TASK STATEMENT —
Skip the pictures and copy all the data that follows exactly.

==== INPUT MATERIAL ====

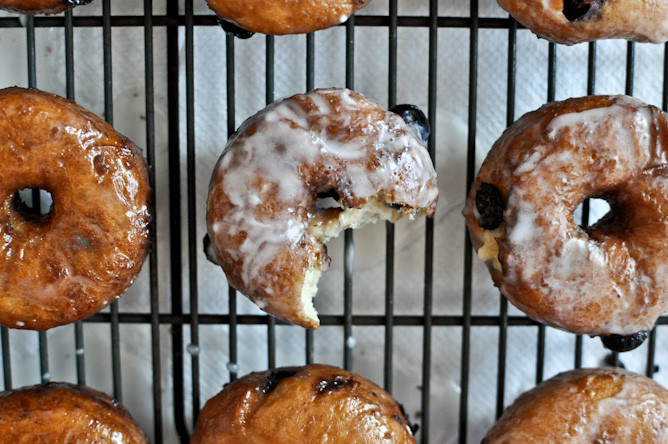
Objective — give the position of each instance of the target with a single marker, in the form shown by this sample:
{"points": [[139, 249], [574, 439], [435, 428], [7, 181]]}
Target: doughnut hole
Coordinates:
{"points": [[592, 211], [33, 204], [577, 9]]}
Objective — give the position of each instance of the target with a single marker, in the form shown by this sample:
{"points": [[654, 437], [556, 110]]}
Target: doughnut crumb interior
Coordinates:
{"points": [[265, 219]]}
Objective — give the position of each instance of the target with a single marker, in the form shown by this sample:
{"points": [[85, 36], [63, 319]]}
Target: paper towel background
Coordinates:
{"points": [[371, 64]]}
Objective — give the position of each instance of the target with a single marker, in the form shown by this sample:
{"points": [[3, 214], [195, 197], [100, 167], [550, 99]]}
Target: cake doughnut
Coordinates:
{"points": [[577, 21], [33, 7], [265, 225], [73, 261], [610, 278], [65, 413], [605, 405], [302, 405], [284, 16]]}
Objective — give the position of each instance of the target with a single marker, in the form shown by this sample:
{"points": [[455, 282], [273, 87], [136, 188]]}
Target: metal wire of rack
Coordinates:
{"points": [[185, 323]]}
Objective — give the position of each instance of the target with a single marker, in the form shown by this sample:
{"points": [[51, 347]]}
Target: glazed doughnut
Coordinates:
{"points": [[285, 16], [266, 229], [72, 262], [65, 413], [577, 21], [40, 6], [608, 278], [302, 405], [606, 405]]}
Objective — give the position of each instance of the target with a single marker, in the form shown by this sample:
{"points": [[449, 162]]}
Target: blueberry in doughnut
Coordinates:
{"points": [[610, 278], [284, 16], [40, 6], [301, 405], [577, 21], [608, 405], [267, 231], [58, 412], [72, 262]]}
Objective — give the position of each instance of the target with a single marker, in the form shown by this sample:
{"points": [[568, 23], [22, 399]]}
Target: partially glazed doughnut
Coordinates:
{"points": [[576, 21], [316, 403], [610, 278], [65, 413], [266, 229], [606, 405], [40, 6], [82, 255], [285, 16]]}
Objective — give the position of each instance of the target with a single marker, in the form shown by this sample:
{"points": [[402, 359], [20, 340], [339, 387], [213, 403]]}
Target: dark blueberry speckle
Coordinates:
{"points": [[490, 206], [276, 377], [578, 9], [330, 385], [235, 30], [208, 250], [415, 119], [76, 2], [621, 343]]}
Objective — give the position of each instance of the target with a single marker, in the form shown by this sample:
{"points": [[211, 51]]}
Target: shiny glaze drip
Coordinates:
{"points": [[612, 277], [603, 405], [276, 163]]}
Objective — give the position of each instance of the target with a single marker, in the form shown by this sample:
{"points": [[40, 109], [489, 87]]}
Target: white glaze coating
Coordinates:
{"points": [[607, 279], [636, 20], [266, 181]]}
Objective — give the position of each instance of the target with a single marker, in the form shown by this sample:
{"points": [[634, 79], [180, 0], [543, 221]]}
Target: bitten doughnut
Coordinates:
{"points": [[72, 262], [65, 413], [605, 405], [610, 278], [285, 16], [316, 403], [266, 229], [576, 21], [40, 6]]}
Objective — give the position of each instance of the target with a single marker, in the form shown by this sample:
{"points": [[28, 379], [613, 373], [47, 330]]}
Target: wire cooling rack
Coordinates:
{"points": [[169, 316]]}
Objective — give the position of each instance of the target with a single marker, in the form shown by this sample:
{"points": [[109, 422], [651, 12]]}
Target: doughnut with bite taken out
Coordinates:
{"points": [[265, 226]]}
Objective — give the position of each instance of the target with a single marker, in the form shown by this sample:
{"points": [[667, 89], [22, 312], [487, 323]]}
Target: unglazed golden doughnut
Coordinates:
{"points": [[576, 21], [285, 16], [82, 255], [65, 413], [40, 6], [266, 229], [316, 403], [606, 405], [607, 279]]}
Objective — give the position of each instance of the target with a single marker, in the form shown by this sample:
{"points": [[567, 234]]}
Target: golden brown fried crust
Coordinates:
{"points": [[87, 251], [315, 403], [609, 278], [64, 413], [285, 16], [637, 20], [34, 6], [587, 405], [265, 186]]}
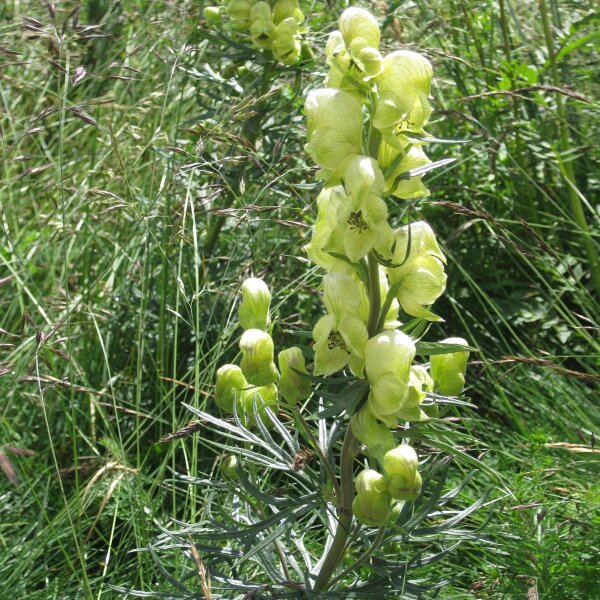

====

WRITTEN SOLUTION —
Objective — give the position of each instance of the target with a single marker, in the form shown by this sample:
{"points": [[139, 249], [574, 439], [435, 428], [7, 181]]}
Target: doughnut hole
Coordinates:
{"points": [[592, 211], [33, 204], [577, 9]]}
Objective — give the position of each instance of the target with a single marker, in the form shown by this sample:
{"points": [[654, 437], [556, 110]]}
Target: doughnut crumb interior
Coordinates:
{"points": [[265, 219]]}
Objective — give the position of each instance of the target with a single marker, in the form shown by this sample:
{"points": [[85, 36], [63, 319]]}
Target: paper towel background
Coordinates:
{"points": [[371, 64]]}
Objective — give the position of each instance of the target with a single marker, in the form shown by this sample:
{"points": [[3, 214], [195, 197], [100, 167], [550, 99]]}
Target: cake doughnut
Coordinates:
{"points": [[577, 21], [33, 7], [265, 225], [73, 261], [610, 278], [65, 413], [605, 405], [302, 405], [284, 16]]}
Objective — give the position of each instance of the target with a single marker, in the form shown by this sample:
{"points": [[455, 282], [273, 87], [136, 188]]}
Target: metal wire of rack
Coordinates:
{"points": [[185, 323]]}
Objective — give the position of each instance of the target with a single marker, in the form shown by this sample:
{"points": [[51, 347]]}
Target: glazed doughnut
Coordinates:
{"points": [[285, 16], [266, 229], [72, 262], [65, 413], [577, 21], [40, 6], [608, 278], [302, 405], [606, 405]]}
Objective — give the position of each instance of the target with a single marker, in the form shown by this sample:
{"points": [[449, 162]]}
Target: blueberry in doughnut
Coordinates:
{"points": [[610, 278], [284, 16], [40, 6], [301, 405], [577, 21], [608, 405], [267, 231], [58, 412], [72, 262]]}
Objective — give the position of each instance of the target with a single marker, in the form shown by this sample:
{"points": [[568, 23], [22, 399]]}
Target: partially glazed doughnut
Coordinates:
{"points": [[576, 21], [316, 403], [610, 278], [65, 413], [266, 229], [606, 405], [40, 6], [82, 255], [285, 16]]}
Objective — give the position of each instance of the target with a single marker, in the form shown by this sample:
{"points": [[402, 359], [20, 340], [339, 387], [213, 403]]}
Target: dark blueberry speckle
Coordinates:
{"points": [[490, 206], [276, 377], [578, 9], [330, 385], [235, 30], [208, 250], [415, 119], [76, 2], [621, 343]]}
Objective — give the position of each instance of the target with a single marker, in the form shown by this sample:
{"points": [[211, 51]]}
Target: shiny glaze drip
Coordinates:
{"points": [[612, 277], [603, 405], [276, 163]]}
Objective — give the position of each instance of the target with a single marker, in the form shown by this sample:
{"points": [[40, 109], [489, 87]]}
Target: white glaze coating
Coordinates:
{"points": [[607, 279], [636, 20], [266, 181]]}
Objective — give the position of each instance of the target with a single marker, in the form shown by this sample:
{"points": [[634, 79], [180, 0], [543, 221]]}
Target: bitten doughnut
Coordinates:
{"points": [[72, 262], [65, 413], [605, 405], [610, 278], [285, 16], [316, 403], [266, 229], [576, 21], [40, 6]]}
Objective — give the position of each instance of the target with a single marker, in the form shown by this sample:
{"points": [[28, 379], [613, 373], [47, 330]]}
Target: wire cooling rack
Coordinates:
{"points": [[169, 316]]}
Objective — give the position of each instance of the target with a single marker, in the form shown by this sample:
{"points": [[109, 422], [651, 12]]}
Target: doughnut with bite taken out
Coordinates:
{"points": [[265, 226]]}
Objective — give the position of each instance of the target with a single marker, in the form shown by this sample:
{"points": [[667, 89], [22, 312], [487, 323]]}
Target: unglazed golden doughnut
Coordinates:
{"points": [[576, 21], [285, 16], [82, 255], [65, 413], [40, 6], [266, 229], [316, 403], [606, 405], [607, 279]]}
Objective — give the position of each instance of the target with a single marker, in the form shown by this sample:
{"points": [[567, 234]]}
Target: golden brown fried crust
Coordinates:
{"points": [[87, 251], [315, 403], [609, 278], [64, 413], [285, 16], [637, 20], [34, 6], [587, 405], [265, 186]]}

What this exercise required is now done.